Supplied text: Begin

Friday, August 7, 2020

Plague Update #33 - No Unicycles but Sex is Still OK

 The streets of Melbourne are empty and the only sound to be heard is the hysterical weeping of a million parents as they realise that they have to spend even more time with their children.  The weeping of the children would be louder but they slid into catatonia some time ago.  Melbourne is under curfew, grim faced military personnel are knocking on doors to make sure the disease ridden are staying at home and my plague correspondent's husband can no longer ride his unicycle to the shops.

To be fair its a sort of off/on curfew.  You're allowed out during the daylight as long as you have a legitimate reason.  Legitimate reasons include shopping, exercise and sex.  At night everybody is locked down and you just have to have sex with whoever is available in your own home.  It would seem that the coronavirus only travels at night.

Nursing homes are still the epicentre of the latest outbreak with the elderly dead being carried out in droves.  Given that nursing homes are essentially storage facilities for the feeble and failing and are run by people whose principal interest is making a profit out of the entire enterprise I'm a little surprised there were any living people in the places before the virus struck.  Politicians (largely those in opposition) have made dark mutterings about investigations into some of these homes.  Those politicians in power have been trying to soft pedal a bit for a very simple reason.  The more private nursing homes there are the less the government has to support the elderly and the near dead.  If it is revealed that our private nursing homes are ill run hell holes some of them might be driven out of business (or at least forced to rebrand) which would immediately place pressure on the government to pick up the slack.  Therefore the government is desperately trying not to discover that private nursing homes are ill run hell holes.

In my slightly less infected neck of the woods we appear to be teetering on the edge of disaster without (so far) quite tipping over.  New cases are in the low teens daily as opposed to Victoria where they're in the middle hundreds.  Adding credence to the "coronavirus only travels at night" theory most of the new cases seem to be connected with people on pub crawls.  Personally I don't see why you can't do a pub crawl during the day but there are still some people who think that 10am is a little early to be starting on your third vodka and tonic.  Among those people is my stuffed puffin who has taken to hiding all the alcohol in my flat in the hopes that I might still be sober at midday.  Frankly I think that's a bad idea, if he ever gets to encounter my real personality he's going to be sorely disappointed and possibly deeply terrified.

Supplied text: End

Reproduce the plague update word for word, from "The streets of" to "to the shops.".

Records provided: Begin

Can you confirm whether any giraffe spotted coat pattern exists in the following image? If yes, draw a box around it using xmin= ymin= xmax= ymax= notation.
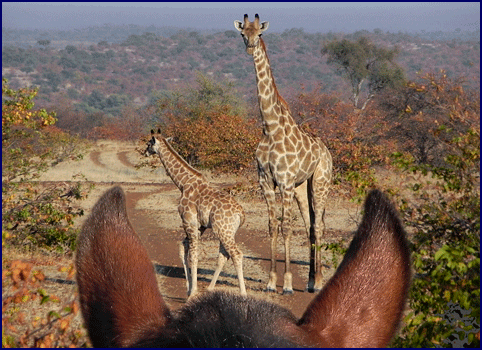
xmin=145 ymin=130 xmax=246 ymax=296
xmin=234 ymin=14 xmax=333 ymax=294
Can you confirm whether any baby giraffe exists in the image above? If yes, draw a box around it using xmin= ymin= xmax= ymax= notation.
xmin=145 ymin=129 xmax=246 ymax=297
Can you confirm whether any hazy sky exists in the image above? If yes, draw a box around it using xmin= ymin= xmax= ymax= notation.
xmin=2 ymin=2 xmax=480 ymax=33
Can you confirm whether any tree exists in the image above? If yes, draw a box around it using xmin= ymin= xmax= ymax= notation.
xmin=37 ymin=39 xmax=50 ymax=48
xmin=321 ymin=37 xmax=404 ymax=110
xmin=152 ymin=74 xmax=260 ymax=172
xmin=2 ymin=79 xmax=89 ymax=252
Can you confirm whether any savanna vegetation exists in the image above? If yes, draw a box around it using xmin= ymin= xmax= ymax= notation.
xmin=2 ymin=26 xmax=480 ymax=347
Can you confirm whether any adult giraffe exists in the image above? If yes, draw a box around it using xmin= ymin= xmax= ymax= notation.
xmin=234 ymin=14 xmax=332 ymax=294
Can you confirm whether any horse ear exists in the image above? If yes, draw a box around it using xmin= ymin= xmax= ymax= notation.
xmin=298 ymin=190 xmax=411 ymax=347
xmin=75 ymin=186 xmax=171 ymax=347
xmin=234 ymin=20 xmax=243 ymax=32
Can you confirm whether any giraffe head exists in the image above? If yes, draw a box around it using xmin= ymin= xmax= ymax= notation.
xmin=144 ymin=129 xmax=161 ymax=157
xmin=234 ymin=14 xmax=269 ymax=55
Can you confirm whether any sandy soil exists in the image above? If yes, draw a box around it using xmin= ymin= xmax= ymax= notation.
xmin=8 ymin=141 xmax=361 ymax=332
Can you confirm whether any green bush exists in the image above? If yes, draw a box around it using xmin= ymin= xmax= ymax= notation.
xmin=392 ymin=94 xmax=480 ymax=347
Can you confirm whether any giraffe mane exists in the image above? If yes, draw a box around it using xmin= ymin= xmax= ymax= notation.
xmin=259 ymin=38 xmax=291 ymax=115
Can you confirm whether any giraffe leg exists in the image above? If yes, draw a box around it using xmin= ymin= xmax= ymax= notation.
xmin=184 ymin=226 xmax=200 ymax=297
xmin=295 ymin=181 xmax=311 ymax=238
xmin=208 ymin=242 xmax=229 ymax=290
xmin=228 ymin=239 xmax=247 ymax=296
xmin=179 ymin=237 xmax=191 ymax=293
xmin=280 ymin=187 xmax=294 ymax=294
xmin=310 ymin=164 xmax=331 ymax=292
xmin=259 ymin=175 xmax=279 ymax=292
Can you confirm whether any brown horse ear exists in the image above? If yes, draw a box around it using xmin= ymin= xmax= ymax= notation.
xmin=298 ymin=190 xmax=411 ymax=348
xmin=75 ymin=187 xmax=171 ymax=347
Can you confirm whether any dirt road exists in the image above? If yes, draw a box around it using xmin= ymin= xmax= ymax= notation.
xmin=36 ymin=141 xmax=360 ymax=317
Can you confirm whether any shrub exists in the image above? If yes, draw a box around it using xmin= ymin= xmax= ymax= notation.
xmin=393 ymin=74 xmax=480 ymax=347
xmin=157 ymin=75 xmax=260 ymax=172
xmin=2 ymin=79 xmax=90 ymax=252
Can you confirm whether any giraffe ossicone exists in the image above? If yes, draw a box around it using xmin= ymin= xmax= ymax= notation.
xmin=234 ymin=14 xmax=333 ymax=294
xmin=145 ymin=130 xmax=246 ymax=297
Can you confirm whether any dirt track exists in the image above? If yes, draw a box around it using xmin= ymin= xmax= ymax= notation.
xmin=36 ymin=141 xmax=360 ymax=317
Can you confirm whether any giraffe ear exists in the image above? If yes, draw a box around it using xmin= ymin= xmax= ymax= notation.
xmin=234 ymin=20 xmax=243 ymax=31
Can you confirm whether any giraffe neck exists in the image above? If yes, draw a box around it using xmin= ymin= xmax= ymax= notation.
xmin=253 ymin=38 xmax=295 ymax=132
xmin=158 ymin=138 xmax=204 ymax=191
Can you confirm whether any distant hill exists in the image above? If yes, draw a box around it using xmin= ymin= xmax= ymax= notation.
xmin=2 ymin=25 xmax=480 ymax=113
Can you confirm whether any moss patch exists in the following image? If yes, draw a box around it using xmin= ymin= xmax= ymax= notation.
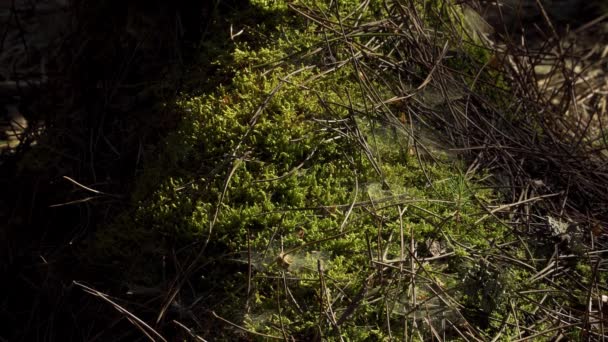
xmin=93 ymin=2 xmax=532 ymax=340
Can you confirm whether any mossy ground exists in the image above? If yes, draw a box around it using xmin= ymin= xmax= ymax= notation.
xmin=91 ymin=1 xmax=588 ymax=340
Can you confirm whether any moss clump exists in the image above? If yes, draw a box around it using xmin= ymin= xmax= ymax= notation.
xmin=94 ymin=3 xmax=528 ymax=340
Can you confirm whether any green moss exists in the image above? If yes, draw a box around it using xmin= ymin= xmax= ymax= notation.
xmin=88 ymin=1 xmax=536 ymax=340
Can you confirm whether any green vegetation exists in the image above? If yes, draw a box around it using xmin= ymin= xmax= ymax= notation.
xmin=72 ymin=1 xmax=608 ymax=341
xmin=84 ymin=2 xmax=540 ymax=340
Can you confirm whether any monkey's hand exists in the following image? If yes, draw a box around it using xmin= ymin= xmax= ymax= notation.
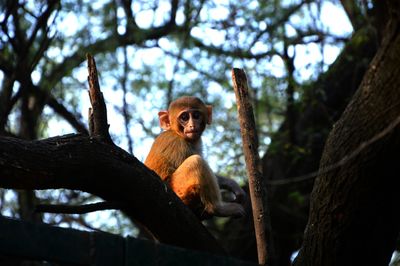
xmin=217 ymin=176 xmax=246 ymax=204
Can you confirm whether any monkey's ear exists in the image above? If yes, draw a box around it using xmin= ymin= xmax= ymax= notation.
xmin=158 ymin=111 xmax=171 ymax=130
xmin=206 ymin=105 xmax=212 ymax=124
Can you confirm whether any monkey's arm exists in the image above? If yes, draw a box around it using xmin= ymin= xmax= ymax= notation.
xmin=217 ymin=175 xmax=246 ymax=203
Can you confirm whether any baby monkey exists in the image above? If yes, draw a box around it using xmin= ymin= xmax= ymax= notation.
xmin=145 ymin=96 xmax=245 ymax=219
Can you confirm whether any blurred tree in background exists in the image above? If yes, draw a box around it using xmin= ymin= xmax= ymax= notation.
xmin=0 ymin=0 xmax=400 ymax=265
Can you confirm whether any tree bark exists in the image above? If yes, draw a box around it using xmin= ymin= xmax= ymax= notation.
xmin=232 ymin=68 xmax=274 ymax=265
xmin=0 ymin=134 xmax=224 ymax=254
xmin=295 ymin=1 xmax=400 ymax=266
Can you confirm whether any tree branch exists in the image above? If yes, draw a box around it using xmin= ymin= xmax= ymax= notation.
xmin=0 ymin=134 xmax=224 ymax=254
xmin=232 ymin=68 xmax=274 ymax=265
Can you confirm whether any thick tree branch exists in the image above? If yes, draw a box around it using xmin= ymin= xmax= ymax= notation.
xmin=0 ymin=135 xmax=224 ymax=253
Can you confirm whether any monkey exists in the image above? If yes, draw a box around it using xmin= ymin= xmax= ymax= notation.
xmin=144 ymin=96 xmax=245 ymax=219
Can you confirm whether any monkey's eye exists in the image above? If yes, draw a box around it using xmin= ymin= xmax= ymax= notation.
xmin=192 ymin=111 xmax=201 ymax=120
xmin=179 ymin=112 xmax=190 ymax=122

Records provided: End

■ Output below ■
The streets of Melbourne are empty and the only sound to be heard is the hysterical weeping of a million parents as they realise that they have to spend even more time with their children.  The weeping of the children would be louder but they slid into catatonia some time ago.  Melbourne is under curfew, grim faced military personnel are knocking on doors to make sure the disease ridden are staying at home and my plague correspondent's husband can no longer ride his unicycle to the shops.